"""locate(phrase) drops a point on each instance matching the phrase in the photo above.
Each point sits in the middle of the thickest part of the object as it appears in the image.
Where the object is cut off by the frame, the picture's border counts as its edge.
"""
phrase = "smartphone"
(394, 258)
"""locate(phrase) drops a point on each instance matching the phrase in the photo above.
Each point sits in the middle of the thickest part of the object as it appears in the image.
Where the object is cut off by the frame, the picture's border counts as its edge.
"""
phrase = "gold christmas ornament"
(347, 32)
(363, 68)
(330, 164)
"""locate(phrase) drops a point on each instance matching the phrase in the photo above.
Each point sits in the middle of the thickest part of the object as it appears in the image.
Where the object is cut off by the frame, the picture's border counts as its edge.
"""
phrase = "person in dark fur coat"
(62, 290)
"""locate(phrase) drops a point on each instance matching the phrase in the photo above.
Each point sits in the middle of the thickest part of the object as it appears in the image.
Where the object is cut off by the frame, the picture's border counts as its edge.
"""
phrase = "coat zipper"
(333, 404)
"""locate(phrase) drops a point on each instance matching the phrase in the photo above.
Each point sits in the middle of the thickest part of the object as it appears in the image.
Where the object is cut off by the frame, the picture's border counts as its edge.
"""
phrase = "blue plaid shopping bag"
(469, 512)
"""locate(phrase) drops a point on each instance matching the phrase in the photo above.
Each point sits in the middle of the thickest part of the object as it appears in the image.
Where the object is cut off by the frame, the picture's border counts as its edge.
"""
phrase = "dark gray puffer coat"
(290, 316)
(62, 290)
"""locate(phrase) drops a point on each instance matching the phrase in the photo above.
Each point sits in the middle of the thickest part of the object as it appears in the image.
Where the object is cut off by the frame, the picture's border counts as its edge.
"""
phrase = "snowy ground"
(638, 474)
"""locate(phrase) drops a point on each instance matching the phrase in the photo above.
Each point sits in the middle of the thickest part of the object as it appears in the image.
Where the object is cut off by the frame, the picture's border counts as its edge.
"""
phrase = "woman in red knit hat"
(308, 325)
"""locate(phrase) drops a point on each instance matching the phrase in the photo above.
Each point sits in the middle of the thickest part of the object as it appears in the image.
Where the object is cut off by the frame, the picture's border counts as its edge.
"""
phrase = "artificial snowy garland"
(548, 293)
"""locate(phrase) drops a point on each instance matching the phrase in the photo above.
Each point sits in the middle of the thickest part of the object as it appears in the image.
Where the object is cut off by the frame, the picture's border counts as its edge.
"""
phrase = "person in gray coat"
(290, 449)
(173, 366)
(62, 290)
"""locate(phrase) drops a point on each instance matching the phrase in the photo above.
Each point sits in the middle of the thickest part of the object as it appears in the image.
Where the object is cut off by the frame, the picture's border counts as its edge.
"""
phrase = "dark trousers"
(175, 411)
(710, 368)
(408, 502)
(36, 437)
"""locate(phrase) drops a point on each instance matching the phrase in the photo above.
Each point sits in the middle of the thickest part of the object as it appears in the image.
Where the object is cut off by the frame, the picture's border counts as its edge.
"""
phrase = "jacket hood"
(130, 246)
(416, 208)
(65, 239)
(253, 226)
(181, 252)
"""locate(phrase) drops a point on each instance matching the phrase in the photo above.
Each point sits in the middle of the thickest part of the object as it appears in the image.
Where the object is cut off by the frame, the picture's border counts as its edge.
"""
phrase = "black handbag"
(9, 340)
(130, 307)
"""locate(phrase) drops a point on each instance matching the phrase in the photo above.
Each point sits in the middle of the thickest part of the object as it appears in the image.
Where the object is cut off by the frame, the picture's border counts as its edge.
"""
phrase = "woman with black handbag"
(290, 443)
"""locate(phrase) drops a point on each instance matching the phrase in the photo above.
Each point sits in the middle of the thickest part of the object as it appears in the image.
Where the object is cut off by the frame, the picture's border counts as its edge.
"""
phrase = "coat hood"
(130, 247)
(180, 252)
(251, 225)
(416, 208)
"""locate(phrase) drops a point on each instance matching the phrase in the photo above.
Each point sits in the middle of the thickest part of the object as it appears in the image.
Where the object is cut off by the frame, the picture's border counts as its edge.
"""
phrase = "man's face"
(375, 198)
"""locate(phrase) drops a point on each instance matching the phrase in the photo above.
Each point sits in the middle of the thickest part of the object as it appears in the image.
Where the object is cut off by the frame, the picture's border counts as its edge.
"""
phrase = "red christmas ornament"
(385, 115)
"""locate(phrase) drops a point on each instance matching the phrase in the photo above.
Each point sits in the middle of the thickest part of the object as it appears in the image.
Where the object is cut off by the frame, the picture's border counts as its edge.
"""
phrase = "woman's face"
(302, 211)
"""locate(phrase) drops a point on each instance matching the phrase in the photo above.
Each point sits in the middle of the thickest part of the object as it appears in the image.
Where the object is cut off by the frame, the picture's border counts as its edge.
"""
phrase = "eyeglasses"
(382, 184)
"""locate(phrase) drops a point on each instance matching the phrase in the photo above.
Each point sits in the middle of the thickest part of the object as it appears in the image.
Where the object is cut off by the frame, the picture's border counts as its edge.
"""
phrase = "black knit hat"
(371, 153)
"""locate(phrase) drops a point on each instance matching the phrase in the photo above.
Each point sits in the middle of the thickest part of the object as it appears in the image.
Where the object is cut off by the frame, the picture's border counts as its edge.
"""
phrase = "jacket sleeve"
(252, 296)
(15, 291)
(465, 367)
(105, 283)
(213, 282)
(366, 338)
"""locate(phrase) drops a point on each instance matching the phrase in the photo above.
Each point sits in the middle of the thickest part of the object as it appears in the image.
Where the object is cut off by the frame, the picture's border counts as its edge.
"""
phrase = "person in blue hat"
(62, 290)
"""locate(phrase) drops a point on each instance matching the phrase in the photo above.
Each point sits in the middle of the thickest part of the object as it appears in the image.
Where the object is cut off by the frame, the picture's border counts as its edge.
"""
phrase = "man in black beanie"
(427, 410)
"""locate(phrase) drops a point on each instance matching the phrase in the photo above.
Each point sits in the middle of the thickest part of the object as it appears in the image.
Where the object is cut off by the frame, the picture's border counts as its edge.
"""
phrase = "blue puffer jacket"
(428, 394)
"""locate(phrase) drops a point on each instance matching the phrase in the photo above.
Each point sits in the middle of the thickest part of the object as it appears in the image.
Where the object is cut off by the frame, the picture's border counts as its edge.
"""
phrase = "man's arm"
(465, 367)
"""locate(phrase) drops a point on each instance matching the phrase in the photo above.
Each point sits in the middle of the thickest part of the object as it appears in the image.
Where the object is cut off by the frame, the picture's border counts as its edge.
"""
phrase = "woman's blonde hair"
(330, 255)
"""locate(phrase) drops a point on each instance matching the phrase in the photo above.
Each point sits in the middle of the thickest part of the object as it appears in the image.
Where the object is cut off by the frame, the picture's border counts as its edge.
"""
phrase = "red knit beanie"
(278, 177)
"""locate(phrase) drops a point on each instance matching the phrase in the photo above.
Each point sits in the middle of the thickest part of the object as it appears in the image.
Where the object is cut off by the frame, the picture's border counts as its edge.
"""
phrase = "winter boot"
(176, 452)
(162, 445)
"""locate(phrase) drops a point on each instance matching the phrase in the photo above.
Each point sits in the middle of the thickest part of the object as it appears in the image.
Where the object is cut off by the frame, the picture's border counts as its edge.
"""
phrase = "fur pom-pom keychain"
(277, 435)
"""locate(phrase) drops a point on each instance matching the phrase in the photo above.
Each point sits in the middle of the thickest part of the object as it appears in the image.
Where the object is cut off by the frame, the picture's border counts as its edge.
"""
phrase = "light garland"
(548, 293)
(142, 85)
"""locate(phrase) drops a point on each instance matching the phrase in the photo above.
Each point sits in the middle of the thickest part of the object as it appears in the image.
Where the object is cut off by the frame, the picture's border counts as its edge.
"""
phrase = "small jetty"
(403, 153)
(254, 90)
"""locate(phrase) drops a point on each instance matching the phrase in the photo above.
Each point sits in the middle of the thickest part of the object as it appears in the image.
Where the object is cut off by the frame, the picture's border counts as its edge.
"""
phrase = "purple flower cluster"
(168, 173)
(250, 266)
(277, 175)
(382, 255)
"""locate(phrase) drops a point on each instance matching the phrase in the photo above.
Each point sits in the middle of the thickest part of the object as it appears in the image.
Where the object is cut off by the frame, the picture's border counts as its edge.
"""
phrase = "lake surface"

-----

--- Written exercise ---
Extract each of the lines above that contains the string "snowy", treating uppercase and lowercase letters as distinct.

--- Exercise response ---
phrase = "snowy ground"
phrase = "artificial snowy garland"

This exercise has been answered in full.